begin

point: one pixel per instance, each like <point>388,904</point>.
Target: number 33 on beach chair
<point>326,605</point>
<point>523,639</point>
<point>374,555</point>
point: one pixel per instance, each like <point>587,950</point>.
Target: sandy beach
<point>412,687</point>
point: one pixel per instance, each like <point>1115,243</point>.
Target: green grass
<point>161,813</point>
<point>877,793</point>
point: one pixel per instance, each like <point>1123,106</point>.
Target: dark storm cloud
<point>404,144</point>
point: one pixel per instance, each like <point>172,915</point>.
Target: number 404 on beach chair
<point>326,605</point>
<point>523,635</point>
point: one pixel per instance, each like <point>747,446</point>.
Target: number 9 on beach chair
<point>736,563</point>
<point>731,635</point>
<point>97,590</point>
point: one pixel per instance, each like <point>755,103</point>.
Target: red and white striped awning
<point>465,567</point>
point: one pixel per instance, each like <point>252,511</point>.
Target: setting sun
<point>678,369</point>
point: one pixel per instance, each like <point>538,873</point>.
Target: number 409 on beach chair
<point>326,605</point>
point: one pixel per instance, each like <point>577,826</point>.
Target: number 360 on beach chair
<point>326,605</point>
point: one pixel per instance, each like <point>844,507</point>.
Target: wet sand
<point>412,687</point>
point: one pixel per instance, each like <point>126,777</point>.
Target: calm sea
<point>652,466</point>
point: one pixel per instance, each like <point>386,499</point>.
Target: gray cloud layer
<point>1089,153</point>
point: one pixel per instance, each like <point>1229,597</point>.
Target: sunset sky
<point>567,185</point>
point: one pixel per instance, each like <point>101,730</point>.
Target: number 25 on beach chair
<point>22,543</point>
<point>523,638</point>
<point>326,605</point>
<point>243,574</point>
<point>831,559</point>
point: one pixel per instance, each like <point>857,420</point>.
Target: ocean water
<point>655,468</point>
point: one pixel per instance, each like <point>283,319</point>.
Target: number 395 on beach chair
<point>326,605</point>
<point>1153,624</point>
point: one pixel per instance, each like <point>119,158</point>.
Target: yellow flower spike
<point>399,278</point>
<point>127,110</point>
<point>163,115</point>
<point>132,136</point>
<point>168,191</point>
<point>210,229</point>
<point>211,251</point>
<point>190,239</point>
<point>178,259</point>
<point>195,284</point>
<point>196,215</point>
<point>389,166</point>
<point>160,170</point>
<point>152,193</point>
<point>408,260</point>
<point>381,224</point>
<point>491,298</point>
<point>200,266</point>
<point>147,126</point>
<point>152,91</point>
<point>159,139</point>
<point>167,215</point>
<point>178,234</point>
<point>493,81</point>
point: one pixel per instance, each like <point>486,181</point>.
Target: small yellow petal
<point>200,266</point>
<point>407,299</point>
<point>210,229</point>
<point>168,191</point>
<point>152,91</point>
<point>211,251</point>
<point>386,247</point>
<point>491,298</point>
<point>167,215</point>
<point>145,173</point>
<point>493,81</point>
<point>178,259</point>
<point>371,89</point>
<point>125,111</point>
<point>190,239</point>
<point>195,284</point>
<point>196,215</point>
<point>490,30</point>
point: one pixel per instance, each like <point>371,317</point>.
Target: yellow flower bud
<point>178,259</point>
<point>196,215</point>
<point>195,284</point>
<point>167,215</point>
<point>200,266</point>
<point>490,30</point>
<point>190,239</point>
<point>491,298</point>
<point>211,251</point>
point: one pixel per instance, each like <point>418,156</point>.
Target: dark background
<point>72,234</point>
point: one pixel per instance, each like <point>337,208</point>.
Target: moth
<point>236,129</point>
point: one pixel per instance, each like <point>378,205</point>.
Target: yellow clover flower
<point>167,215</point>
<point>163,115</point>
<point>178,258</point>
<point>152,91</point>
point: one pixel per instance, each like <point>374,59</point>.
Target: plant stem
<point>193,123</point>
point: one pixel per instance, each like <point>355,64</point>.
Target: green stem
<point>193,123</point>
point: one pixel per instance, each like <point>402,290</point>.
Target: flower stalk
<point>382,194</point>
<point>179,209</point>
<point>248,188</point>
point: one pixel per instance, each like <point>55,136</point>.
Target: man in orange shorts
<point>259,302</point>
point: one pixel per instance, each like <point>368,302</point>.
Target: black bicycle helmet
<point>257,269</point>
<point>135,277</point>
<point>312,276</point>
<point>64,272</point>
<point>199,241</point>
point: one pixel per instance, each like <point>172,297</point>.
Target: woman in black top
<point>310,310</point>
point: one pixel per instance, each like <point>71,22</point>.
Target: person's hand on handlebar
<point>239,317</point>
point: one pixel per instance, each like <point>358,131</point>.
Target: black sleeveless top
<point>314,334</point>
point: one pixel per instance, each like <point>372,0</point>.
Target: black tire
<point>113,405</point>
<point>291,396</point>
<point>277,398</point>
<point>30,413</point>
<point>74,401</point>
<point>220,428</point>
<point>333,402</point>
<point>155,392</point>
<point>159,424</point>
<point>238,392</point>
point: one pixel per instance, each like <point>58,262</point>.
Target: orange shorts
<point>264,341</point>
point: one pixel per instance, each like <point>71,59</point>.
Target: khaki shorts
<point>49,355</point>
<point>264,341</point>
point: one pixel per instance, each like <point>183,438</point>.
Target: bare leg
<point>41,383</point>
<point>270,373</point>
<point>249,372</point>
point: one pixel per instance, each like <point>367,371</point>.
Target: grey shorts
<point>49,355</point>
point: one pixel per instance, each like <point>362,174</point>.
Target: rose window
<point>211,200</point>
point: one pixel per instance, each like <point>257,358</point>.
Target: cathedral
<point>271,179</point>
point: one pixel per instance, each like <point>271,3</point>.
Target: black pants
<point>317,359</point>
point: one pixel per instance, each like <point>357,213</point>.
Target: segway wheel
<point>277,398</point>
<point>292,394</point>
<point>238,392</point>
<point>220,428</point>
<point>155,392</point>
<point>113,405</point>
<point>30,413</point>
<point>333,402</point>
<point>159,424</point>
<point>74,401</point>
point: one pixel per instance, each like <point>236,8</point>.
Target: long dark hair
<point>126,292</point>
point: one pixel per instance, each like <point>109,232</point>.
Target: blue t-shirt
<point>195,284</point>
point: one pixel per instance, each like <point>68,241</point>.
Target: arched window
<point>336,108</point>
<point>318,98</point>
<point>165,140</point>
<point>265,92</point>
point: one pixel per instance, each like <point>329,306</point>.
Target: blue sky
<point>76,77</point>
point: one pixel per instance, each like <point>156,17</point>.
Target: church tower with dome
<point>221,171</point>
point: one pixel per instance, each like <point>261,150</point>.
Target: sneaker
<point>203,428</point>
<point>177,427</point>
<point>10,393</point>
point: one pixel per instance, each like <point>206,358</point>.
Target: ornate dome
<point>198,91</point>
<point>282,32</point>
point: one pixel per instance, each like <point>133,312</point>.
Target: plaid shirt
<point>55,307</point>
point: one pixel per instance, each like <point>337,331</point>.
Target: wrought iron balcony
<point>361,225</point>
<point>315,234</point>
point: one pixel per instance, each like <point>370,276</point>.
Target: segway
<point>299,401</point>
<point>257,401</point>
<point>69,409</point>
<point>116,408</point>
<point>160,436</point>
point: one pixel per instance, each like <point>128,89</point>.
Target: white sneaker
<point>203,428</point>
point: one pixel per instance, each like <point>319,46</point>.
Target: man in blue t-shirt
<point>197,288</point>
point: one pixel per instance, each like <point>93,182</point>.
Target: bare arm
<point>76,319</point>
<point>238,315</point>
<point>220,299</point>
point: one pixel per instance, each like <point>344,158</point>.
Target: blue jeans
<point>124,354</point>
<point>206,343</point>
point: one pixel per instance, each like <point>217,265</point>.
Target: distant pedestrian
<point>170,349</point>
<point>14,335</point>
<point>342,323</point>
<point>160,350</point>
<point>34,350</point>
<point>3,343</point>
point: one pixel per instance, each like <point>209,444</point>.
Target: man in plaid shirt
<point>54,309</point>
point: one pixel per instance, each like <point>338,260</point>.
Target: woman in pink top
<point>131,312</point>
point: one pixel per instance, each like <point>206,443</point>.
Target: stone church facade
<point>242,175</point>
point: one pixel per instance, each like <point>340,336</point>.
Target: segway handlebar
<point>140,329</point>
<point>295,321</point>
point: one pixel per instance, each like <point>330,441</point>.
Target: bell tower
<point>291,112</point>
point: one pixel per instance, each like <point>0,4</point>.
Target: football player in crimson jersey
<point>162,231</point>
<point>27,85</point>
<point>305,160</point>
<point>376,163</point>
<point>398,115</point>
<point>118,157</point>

end

* _What this task involves_: Set down, word for word, the lines of the material above starting at the line containing "point: one pixel per instance, each like <point>71,22</point>." and ending at the line containing "<point>314,334</point>", both included.

* _Reply_:
point: one pixel per instance, each like <point>71,22</point>.
Target: person's hand on handlebar
<point>239,317</point>
point: one pixel per instance, each like <point>358,131</point>.
Target: black sleeveless top
<point>314,334</point>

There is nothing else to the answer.